● Input:
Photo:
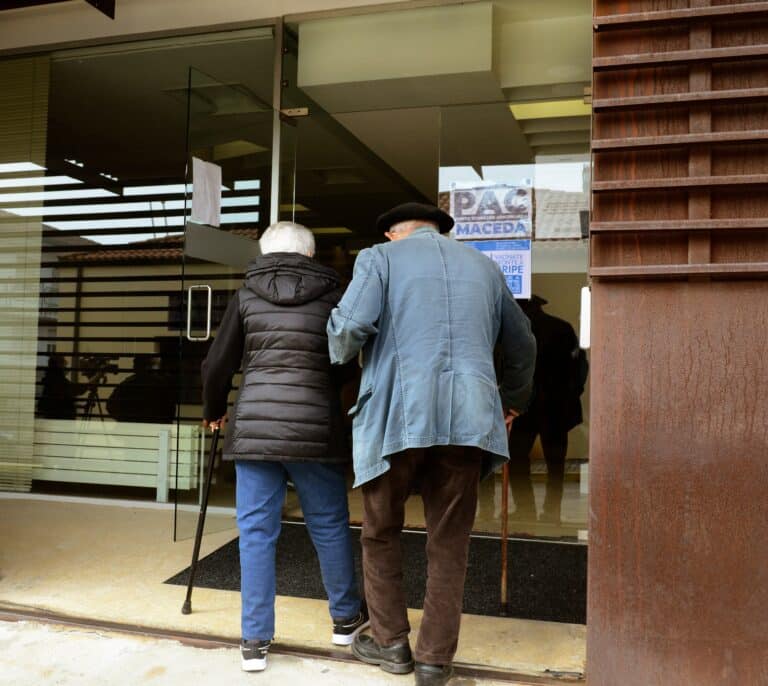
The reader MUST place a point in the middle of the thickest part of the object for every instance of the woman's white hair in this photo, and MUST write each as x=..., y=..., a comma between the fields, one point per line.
x=287, y=237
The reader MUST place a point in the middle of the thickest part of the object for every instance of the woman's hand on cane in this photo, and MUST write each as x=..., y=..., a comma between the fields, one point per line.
x=509, y=418
x=215, y=423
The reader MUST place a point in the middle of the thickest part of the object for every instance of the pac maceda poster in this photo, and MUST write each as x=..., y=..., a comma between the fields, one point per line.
x=501, y=211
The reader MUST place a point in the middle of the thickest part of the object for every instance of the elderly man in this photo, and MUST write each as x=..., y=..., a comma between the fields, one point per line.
x=426, y=312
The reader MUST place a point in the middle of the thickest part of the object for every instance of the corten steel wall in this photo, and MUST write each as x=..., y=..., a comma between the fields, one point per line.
x=678, y=560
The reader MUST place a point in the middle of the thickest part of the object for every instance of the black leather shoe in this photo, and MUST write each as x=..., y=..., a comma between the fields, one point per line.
x=396, y=659
x=432, y=675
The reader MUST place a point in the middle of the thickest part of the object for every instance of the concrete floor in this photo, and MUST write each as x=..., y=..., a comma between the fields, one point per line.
x=34, y=654
x=108, y=562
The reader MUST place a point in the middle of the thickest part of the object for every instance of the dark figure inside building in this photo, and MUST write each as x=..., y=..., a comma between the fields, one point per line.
x=145, y=396
x=555, y=409
x=58, y=396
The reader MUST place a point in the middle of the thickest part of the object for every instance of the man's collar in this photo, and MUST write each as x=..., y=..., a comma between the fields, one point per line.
x=422, y=230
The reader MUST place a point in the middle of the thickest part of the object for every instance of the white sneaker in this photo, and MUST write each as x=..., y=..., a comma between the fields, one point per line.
x=254, y=655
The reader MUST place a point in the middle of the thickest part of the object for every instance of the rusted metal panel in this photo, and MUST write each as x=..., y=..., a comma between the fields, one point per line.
x=678, y=568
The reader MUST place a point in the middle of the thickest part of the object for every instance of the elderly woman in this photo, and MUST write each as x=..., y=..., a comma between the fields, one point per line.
x=286, y=426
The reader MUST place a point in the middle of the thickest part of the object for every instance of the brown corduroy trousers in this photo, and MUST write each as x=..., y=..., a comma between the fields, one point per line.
x=447, y=478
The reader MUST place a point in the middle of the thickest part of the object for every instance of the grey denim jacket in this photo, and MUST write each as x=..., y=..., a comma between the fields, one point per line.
x=427, y=312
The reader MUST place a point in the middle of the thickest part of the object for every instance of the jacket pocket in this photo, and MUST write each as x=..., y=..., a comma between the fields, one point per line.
x=362, y=399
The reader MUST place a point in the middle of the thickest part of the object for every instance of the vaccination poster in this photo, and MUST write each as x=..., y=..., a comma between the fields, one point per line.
x=484, y=212
x=514, y=258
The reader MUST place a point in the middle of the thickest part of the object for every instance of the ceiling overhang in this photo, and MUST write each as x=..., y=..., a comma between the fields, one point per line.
x=104, y=6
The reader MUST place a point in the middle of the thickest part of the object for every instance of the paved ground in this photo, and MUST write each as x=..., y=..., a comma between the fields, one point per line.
x=34, y=654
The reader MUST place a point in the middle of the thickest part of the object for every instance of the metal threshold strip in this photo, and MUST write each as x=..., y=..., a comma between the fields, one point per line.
x=23, y=614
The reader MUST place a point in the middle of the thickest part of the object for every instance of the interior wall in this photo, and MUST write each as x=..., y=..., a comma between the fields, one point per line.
x=66, y=22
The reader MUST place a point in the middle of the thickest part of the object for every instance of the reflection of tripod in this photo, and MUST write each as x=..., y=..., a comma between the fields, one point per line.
x=93, y=401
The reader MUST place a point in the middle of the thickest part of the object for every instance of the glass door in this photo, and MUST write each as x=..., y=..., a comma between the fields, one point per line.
x=227, y=205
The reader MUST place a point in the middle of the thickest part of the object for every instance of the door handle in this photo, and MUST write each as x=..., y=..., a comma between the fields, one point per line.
x=191, y=289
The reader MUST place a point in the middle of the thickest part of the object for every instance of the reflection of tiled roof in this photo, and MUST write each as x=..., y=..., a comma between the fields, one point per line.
x=167, y=248
x=557, y=213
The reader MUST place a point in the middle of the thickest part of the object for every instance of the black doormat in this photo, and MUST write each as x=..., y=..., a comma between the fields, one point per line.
x=546, y=581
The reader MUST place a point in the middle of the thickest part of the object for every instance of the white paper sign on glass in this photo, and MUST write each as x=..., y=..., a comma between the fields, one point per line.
x=206, y=193
x=514, y=258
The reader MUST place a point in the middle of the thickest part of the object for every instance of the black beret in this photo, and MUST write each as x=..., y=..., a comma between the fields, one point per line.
x=414, y=210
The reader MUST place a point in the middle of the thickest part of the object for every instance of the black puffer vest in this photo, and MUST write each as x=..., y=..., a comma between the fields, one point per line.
x=288, y=407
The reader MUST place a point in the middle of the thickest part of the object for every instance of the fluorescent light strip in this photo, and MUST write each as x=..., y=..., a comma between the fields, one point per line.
x=44, y=196
x=11, y=167
x=240, y=218
x=126, y=240
x=168, y=189
x=122, y=207
x=158, y=221
x=248, y=185
x=137, y=223
x=34, y=181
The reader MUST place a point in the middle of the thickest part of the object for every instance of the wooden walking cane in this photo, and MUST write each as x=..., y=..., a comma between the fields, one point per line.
x=504, y=534
x=186, y=608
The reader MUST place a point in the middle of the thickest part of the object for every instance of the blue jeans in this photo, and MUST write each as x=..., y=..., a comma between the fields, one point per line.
x=322, y=491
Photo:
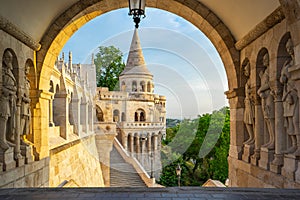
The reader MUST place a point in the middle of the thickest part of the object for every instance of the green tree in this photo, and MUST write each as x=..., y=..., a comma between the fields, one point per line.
x=109, y=66
x=207, y=139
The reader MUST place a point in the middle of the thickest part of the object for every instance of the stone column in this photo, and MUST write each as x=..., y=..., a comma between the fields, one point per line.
x=84, y=116
x=143, y=152
x=280, y=139
x=236, y=98
x=76, y=115
x=124, y=140
x=258, y=132
x=62, y=108
x=131, y=145
x=51, y=122
x=40, y=119
x=291, y=161
x=104, y=143
x=138, y=148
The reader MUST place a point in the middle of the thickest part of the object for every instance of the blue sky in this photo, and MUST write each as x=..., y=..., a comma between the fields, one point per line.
x=186, y=67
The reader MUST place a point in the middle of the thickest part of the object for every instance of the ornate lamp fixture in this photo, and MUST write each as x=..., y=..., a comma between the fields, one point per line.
x=178, y=173
x=137, y=9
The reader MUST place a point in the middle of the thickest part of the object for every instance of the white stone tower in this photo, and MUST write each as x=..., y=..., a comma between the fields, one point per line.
x=136, y=77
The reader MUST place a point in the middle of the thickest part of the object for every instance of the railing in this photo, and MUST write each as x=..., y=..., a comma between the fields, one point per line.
x=150, y=182
x=141, y=124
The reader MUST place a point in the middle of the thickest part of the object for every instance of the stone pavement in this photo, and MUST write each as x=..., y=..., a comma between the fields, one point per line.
x=173, y=193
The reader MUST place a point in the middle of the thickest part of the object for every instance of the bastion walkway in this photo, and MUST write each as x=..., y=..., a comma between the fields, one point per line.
x=174, y=193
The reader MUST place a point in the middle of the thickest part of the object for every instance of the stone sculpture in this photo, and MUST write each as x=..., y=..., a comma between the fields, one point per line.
x=7, y=103
x=290, y=102
x=267, y=103
x=249, y=112
x=25, y=107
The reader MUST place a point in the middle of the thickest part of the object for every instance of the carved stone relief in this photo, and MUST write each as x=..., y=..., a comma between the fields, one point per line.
x=249, y=107
x=267, y=103
x=290, y=102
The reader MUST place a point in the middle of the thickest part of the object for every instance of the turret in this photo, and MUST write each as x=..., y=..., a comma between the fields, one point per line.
x=136, y=77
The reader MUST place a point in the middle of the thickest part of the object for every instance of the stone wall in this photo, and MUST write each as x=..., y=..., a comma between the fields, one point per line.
x=265, y=142
x=76, y=162
x=34, y=174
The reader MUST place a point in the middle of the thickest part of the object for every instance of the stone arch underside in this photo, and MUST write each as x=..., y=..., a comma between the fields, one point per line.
x=82, y=12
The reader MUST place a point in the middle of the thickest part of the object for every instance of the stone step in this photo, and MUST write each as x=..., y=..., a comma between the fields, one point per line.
x=122, y=174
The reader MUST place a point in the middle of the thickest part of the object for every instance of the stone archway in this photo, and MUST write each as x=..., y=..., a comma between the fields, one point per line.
x=81, y=12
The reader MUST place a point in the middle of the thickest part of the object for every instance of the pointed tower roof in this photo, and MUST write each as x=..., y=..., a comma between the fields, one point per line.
x=135, y=61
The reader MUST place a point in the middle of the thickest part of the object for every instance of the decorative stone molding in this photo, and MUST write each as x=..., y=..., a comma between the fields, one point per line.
x=14, y=31
x=274, y=18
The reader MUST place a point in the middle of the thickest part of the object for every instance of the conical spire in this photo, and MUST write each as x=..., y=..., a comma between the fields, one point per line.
x=135, y=61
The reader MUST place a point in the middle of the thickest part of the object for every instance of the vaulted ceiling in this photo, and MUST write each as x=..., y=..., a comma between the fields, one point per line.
x=34, y=16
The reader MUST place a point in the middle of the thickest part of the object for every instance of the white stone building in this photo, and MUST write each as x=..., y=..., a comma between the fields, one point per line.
x=140, y=115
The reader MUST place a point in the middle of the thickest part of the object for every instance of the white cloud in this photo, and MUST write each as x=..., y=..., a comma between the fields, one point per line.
x=185, y=64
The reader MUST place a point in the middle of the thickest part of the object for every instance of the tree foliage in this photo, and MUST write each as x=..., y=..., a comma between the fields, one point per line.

● Task description:
Please rewrite the lines from the start through the line that contains "x=501, y=211", replacing "cane" with "walking stick" and leaving everything else unchanged. Omit the pictures from your answer.

● Exercise answer:
Photo:
The reader MUST place a point in the middle of the thickest part of the object for every instance of the woman's white hair in this photo, and MUST write each as x=..., y=..., a comma between the fields, one point per line.
x=287, y=237
The reader MUST place a point in the middle of the thickest part of the object for every instance of the woman's hand on walking stick in this photo, and MUST write each as x=..., y=..., a comma between the fields, one point per line.
x=509, y=418
x=215, y=423
The reader MUST place a point in the middle of the thickest part of the object for every instance of the pac maceda poster in this photo, and MUST write each as x=..., y=..., a comma between the fields, one point per line.
x=501, y=211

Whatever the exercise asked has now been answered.